Aim: Render the lines below as a Markdown table with two columns, Row and Line, giving each line its own row with its number, and leave out blank lines and the pictures.

Records supplied:
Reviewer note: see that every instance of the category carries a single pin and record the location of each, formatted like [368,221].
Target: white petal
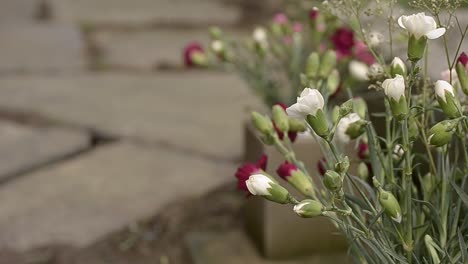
[400,22]
[436,33]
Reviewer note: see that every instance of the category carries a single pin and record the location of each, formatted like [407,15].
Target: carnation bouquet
[272,57]
[409,202]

Task solution:
| Row | Line |
|---|---|
| 1 | Reviewer note: see that every instance of the category carries a single pin and record the location of each, formatted like [368,221]. |
| 2 | Target: white petal |
| 3 | [400,22] |
| 4 | [436,33] |
| 5 | Reviewer note: see that every instance of the category carries a single pin and record the location of each, formatted like [407,15]. |
| 6 | Target: carnation bouquet |
| 7 | [272,57] |
| 8 | [409,202] |